---- Task inputs

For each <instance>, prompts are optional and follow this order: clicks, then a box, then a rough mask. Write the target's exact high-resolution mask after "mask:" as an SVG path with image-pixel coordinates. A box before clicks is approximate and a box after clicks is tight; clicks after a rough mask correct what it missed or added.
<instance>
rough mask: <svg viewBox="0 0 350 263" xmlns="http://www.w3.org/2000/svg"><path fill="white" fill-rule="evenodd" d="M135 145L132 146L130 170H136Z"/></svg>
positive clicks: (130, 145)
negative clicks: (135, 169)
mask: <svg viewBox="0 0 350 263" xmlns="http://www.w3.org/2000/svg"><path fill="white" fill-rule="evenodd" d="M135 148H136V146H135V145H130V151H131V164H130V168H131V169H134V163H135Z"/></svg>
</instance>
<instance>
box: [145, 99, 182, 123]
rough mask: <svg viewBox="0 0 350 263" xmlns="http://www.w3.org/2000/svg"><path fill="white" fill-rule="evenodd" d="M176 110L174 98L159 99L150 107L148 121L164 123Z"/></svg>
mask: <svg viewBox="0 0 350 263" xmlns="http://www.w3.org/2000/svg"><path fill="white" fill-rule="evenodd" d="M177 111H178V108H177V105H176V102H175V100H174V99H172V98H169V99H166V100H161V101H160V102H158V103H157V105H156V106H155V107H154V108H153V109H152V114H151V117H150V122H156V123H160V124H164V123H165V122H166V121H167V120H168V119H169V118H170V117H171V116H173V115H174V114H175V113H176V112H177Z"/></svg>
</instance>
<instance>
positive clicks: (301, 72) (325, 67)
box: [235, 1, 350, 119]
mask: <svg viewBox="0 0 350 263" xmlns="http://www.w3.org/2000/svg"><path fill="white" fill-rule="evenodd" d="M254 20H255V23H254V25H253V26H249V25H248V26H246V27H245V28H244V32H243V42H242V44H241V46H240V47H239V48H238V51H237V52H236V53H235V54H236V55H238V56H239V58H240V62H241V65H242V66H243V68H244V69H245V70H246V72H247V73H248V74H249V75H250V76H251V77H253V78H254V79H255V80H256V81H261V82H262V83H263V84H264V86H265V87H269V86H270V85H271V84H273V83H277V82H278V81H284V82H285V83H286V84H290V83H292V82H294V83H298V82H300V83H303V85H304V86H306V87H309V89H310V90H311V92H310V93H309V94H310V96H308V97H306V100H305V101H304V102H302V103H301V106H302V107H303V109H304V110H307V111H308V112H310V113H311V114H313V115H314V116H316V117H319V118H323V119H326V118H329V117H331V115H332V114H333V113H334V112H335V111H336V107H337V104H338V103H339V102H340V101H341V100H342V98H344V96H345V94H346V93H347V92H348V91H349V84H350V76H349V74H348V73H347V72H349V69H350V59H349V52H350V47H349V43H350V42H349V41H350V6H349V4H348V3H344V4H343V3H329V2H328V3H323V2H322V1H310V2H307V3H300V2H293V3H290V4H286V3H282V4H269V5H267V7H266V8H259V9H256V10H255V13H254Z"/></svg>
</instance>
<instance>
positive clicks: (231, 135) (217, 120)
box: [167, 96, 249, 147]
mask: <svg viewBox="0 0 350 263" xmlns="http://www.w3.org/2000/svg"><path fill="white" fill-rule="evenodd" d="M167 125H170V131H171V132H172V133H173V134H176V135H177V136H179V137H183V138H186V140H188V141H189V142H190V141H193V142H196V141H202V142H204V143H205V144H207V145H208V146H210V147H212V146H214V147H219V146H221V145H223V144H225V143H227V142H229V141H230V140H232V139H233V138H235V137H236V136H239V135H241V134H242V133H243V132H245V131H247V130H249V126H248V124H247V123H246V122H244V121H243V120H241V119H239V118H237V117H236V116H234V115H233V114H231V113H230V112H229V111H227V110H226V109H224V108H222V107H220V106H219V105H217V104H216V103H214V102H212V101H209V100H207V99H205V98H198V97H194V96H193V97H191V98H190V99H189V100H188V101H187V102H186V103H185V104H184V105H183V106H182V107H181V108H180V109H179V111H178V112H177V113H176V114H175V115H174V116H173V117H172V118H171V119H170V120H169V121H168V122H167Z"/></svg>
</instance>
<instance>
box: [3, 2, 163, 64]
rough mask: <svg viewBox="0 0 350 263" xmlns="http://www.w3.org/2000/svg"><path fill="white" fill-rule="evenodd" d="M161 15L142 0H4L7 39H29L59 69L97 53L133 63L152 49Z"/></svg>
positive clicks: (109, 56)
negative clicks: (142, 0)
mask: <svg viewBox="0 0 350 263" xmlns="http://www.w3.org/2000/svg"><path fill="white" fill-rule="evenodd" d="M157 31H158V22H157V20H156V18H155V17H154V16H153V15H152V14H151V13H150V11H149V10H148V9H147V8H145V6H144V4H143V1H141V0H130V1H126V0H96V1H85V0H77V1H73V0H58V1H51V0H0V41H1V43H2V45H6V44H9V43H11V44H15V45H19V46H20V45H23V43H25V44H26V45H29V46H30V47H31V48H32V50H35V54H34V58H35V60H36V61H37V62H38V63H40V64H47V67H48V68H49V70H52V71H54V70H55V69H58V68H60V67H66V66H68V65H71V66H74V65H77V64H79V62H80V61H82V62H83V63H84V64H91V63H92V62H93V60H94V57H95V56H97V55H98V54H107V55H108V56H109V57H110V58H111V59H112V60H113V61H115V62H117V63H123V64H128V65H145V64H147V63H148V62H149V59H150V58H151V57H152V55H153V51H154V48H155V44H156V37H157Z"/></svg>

--------

What you will do – Locate each line of the data above that contains the word "positive" with matching case, and copy those lines out.

Reply to the task –
positive clicks: (130, 145)
positive clicks: (301, 72) (325, 67)
positive clicks: (231, 135) (217, 120)
positive clicks: (109, 56)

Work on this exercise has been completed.